(Records)
-=-=-
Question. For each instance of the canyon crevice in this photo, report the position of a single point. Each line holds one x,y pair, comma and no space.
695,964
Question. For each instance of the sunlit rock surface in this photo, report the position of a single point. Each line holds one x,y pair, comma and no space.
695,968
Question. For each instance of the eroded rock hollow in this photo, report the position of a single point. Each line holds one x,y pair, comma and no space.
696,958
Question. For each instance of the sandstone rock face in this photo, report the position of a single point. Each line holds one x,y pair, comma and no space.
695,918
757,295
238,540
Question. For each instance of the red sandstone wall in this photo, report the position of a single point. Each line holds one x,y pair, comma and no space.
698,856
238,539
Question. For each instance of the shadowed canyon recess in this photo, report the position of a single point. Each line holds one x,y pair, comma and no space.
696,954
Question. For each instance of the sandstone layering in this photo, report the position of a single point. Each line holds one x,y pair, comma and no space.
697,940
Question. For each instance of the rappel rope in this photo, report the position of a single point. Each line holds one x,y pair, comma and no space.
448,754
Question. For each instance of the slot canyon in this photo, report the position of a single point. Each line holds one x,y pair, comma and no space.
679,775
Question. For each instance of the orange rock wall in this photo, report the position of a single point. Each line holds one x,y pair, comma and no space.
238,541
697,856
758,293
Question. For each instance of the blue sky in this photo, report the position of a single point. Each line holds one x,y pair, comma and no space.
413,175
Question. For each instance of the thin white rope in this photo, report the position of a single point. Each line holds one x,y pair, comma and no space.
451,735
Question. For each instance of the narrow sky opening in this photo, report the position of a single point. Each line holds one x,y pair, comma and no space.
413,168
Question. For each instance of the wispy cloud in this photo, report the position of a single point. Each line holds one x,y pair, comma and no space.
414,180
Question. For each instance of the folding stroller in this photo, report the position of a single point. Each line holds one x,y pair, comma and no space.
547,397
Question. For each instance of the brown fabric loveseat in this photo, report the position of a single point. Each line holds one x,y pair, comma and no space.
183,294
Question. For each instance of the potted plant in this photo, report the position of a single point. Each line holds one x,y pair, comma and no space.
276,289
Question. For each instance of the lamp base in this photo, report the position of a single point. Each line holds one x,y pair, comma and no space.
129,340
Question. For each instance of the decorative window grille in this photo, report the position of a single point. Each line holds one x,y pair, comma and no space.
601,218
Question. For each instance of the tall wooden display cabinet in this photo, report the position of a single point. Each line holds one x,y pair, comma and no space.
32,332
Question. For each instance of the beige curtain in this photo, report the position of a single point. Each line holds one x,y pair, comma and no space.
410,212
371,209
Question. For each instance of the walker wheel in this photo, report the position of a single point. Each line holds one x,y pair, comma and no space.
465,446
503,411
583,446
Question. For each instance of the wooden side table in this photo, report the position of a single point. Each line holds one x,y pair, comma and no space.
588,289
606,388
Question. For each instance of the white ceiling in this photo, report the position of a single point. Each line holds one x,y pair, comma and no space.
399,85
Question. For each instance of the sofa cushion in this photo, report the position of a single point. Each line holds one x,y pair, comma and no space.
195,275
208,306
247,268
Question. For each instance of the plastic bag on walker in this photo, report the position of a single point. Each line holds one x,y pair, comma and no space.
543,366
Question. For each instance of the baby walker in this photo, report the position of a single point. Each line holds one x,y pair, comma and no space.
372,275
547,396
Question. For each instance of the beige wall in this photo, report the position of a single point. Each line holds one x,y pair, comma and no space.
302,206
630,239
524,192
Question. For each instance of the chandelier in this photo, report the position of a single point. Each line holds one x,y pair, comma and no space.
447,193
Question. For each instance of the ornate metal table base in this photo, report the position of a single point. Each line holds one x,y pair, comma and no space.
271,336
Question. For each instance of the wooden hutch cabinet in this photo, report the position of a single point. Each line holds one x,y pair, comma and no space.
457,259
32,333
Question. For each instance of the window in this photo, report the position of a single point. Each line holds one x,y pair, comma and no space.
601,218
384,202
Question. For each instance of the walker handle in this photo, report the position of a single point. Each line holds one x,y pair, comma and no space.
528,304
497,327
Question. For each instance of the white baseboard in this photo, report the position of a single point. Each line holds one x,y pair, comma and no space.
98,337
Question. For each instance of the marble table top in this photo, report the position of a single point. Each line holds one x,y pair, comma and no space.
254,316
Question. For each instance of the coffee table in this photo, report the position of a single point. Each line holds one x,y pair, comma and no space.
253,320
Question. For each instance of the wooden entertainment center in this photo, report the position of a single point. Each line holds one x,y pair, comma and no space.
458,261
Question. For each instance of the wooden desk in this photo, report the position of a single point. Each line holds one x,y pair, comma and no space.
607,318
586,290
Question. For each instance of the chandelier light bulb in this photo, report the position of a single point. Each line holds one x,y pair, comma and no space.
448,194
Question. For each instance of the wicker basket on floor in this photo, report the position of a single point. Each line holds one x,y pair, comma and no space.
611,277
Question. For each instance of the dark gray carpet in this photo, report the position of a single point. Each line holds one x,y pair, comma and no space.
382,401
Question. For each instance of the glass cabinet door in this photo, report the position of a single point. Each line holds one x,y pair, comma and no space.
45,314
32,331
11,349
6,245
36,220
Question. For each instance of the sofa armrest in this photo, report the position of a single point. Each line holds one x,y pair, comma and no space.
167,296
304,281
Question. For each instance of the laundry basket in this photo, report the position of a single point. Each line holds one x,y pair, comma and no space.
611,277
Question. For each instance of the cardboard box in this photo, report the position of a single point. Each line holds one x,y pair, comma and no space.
-=-=-
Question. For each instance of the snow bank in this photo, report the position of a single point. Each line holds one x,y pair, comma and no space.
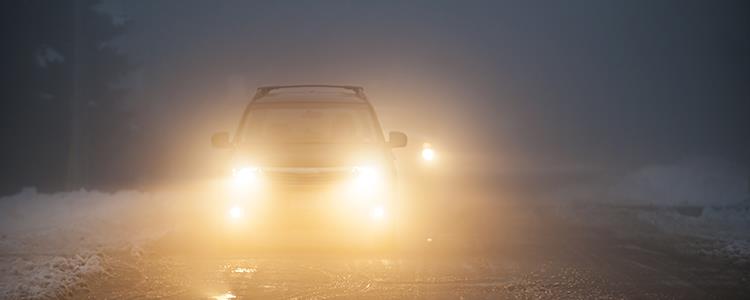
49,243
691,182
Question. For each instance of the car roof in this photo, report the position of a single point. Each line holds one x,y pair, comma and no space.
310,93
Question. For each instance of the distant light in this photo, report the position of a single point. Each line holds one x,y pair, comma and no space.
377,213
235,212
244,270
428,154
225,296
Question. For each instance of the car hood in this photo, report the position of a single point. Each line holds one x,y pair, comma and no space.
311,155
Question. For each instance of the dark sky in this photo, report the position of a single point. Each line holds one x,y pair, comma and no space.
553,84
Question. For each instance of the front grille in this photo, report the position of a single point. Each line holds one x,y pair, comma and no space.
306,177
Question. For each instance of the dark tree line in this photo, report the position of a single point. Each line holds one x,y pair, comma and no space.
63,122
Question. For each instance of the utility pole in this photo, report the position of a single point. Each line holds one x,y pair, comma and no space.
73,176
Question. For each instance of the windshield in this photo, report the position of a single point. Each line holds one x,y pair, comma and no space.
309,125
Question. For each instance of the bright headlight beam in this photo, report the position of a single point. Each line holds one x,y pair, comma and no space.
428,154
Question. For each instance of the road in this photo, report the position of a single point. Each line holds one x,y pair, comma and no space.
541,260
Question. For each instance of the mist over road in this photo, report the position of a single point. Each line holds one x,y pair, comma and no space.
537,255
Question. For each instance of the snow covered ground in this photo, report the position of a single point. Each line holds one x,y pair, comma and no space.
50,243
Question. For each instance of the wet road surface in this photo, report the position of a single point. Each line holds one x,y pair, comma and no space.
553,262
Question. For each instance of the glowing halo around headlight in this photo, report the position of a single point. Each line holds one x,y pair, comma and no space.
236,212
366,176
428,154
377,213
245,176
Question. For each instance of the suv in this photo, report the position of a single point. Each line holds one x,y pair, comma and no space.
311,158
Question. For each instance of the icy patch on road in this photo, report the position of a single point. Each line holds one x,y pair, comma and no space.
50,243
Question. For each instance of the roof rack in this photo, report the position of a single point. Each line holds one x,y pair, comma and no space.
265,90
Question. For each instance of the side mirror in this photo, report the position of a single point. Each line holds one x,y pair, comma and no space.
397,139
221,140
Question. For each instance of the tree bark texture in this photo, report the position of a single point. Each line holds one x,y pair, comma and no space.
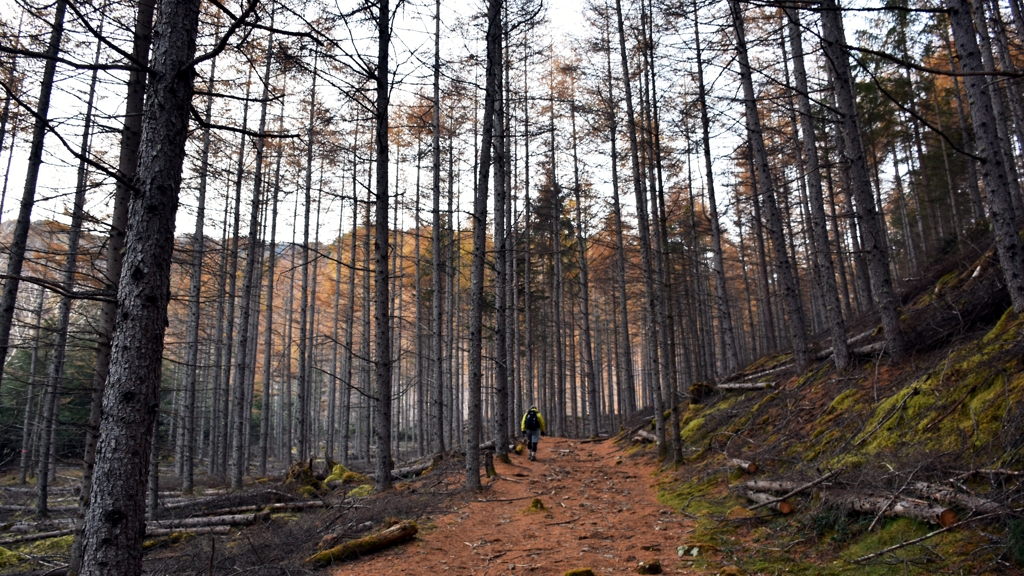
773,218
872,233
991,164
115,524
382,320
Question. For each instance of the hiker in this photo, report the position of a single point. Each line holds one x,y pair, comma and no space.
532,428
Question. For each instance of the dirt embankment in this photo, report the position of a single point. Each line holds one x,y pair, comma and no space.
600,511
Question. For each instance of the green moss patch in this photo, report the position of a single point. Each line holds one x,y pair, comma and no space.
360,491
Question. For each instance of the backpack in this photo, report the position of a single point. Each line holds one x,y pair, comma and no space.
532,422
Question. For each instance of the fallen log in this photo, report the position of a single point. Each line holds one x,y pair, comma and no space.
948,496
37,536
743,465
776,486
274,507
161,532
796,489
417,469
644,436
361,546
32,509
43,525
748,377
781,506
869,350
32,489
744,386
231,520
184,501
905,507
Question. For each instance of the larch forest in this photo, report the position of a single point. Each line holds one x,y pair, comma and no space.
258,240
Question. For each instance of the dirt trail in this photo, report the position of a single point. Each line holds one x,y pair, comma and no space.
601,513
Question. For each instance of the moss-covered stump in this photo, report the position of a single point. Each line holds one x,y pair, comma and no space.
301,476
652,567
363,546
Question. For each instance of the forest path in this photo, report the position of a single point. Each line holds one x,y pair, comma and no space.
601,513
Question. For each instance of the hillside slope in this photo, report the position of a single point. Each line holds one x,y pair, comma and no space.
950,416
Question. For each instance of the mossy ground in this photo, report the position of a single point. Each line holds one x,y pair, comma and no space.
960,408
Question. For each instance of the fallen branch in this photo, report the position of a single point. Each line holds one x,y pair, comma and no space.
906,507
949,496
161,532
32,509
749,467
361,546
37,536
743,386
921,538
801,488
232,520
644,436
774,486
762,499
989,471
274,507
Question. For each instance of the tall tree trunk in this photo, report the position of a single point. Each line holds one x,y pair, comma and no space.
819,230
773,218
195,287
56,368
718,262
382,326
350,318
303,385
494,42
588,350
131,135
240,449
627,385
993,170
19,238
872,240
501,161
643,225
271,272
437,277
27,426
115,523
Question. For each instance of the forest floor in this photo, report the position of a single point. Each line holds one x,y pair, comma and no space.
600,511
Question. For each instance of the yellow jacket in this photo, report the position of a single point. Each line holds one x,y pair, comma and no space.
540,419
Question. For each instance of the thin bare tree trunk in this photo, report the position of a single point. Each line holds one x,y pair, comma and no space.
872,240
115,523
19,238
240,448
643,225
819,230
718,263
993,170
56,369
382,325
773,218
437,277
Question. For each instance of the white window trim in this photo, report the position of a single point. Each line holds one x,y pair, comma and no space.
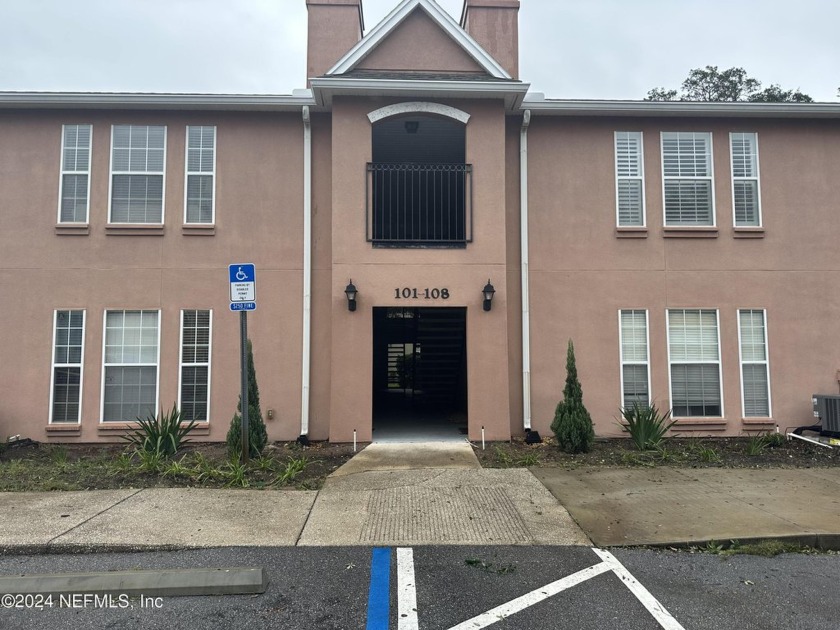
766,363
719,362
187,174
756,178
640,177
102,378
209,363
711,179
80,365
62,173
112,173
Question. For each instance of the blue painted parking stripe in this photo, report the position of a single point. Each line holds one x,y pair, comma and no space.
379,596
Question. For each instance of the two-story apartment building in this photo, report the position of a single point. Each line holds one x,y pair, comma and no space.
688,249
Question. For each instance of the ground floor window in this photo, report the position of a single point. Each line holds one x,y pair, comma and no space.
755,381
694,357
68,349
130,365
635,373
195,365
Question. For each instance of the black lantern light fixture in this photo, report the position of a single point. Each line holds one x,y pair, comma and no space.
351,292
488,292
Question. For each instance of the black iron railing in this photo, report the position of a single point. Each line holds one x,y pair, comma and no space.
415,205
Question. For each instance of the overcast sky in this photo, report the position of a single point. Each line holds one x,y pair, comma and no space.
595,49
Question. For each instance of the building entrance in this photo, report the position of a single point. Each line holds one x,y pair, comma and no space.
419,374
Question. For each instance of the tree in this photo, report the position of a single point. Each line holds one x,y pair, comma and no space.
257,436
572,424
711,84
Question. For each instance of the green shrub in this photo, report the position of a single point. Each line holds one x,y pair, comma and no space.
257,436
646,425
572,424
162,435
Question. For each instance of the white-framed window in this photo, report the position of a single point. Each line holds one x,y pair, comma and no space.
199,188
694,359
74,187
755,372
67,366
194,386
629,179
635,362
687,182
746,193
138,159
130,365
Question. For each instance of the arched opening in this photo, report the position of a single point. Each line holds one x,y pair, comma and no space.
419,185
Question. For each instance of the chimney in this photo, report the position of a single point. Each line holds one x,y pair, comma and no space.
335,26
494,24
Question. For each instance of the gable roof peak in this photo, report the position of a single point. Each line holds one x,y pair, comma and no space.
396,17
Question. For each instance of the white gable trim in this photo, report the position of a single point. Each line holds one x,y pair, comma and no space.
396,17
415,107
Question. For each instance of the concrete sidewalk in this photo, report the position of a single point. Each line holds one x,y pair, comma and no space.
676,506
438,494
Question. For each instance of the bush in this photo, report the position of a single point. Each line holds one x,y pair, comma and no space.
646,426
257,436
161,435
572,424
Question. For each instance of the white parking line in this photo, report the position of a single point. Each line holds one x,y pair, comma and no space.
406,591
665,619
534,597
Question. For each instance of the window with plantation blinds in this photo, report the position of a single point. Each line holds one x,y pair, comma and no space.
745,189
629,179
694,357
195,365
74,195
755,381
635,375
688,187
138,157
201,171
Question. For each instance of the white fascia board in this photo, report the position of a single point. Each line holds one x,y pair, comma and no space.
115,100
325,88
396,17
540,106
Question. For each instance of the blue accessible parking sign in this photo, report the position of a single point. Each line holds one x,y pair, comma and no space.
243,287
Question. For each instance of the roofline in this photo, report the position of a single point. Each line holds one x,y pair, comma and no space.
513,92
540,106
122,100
-=-=-
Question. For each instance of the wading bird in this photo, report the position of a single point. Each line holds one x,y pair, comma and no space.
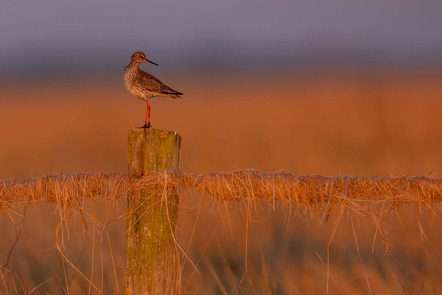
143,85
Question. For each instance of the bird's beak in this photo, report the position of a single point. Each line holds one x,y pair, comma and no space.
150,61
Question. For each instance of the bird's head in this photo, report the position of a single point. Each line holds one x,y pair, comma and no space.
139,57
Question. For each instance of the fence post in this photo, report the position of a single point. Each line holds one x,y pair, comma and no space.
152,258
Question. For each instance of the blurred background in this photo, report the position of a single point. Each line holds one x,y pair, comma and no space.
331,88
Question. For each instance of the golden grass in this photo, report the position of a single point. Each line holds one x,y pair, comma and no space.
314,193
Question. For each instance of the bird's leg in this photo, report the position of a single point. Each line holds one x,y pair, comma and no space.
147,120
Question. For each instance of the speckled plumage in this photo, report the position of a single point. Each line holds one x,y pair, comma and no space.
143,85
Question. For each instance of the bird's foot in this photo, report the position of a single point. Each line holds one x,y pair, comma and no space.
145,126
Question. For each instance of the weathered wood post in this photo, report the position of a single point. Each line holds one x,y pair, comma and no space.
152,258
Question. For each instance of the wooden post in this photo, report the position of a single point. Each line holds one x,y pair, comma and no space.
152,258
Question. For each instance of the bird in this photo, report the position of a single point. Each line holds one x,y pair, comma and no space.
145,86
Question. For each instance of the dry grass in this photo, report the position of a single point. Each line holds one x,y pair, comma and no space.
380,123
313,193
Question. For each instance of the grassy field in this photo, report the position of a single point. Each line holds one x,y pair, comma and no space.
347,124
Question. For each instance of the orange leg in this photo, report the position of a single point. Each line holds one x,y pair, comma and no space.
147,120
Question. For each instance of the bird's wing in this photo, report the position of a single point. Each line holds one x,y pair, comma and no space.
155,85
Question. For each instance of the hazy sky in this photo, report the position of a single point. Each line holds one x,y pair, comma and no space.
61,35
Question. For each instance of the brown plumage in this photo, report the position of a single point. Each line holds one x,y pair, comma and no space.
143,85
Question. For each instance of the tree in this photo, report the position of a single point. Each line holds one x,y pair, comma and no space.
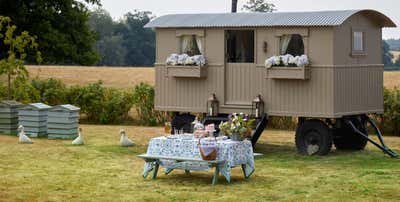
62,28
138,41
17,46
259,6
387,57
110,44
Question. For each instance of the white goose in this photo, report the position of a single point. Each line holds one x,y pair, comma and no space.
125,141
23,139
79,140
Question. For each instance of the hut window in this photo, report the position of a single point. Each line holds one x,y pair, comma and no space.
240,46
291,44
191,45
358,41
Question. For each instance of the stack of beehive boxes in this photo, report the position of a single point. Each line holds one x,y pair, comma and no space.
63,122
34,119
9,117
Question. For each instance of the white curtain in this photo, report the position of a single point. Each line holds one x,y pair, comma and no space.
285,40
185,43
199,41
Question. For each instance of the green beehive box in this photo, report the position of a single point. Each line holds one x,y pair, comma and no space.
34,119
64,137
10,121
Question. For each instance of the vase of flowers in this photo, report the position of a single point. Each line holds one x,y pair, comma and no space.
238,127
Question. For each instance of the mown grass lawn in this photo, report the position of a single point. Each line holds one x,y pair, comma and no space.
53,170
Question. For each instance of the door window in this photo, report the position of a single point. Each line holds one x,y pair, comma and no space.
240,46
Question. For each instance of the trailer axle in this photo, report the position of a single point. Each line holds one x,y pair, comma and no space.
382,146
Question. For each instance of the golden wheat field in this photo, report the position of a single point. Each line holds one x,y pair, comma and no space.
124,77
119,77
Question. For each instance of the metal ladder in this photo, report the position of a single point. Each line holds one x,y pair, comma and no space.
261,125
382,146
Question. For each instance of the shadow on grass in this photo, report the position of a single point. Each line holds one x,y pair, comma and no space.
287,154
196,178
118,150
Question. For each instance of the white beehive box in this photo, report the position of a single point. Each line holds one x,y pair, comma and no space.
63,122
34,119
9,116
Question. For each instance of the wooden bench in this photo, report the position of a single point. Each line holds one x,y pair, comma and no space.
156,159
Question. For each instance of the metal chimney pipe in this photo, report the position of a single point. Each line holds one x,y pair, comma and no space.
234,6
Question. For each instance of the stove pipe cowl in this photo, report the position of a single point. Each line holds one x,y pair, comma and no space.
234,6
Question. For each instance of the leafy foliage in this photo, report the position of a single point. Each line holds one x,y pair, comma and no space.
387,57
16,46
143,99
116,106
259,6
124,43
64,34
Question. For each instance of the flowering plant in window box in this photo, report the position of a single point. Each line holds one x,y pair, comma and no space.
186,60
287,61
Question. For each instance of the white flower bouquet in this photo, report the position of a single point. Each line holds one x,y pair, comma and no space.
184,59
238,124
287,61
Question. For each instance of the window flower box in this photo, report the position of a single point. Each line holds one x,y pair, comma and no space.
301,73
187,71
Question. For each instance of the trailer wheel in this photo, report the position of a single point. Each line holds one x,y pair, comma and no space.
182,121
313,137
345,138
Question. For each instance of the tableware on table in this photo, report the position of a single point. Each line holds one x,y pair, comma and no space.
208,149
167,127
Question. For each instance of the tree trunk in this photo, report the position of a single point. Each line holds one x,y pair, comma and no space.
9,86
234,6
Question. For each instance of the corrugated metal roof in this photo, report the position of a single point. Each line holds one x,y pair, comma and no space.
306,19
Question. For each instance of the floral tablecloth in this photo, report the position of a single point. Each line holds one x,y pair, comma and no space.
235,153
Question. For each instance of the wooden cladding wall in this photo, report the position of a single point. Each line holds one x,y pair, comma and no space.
-=-=-
Please select every line of the listing above that contains the string "thin", and copy each one out in full.

Question. For each instance of the thin white rope in this photo, report the position of a single point. Each line holds one x,y pair, comma and no space.
Question. For each instance of the thin bare tree trunk in this photo, report the position of a single point. Each line holds one x,y pair, comma and no space.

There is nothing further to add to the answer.